(Rows from an object pointing dataset)
___
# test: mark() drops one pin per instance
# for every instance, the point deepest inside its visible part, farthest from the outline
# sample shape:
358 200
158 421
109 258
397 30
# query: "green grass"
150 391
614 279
___
▶ Goal of the exercise:
Return all of the records above unchanged, line for line.

▶ Solution for this problem:
# test: mark() drops one pin per instance
# for every instance, the point deepest inside its visible part, farthest from the outline
# sample shape:
358 200
158 421
109 258
397 30
# query: "green grass"
150 391
614 279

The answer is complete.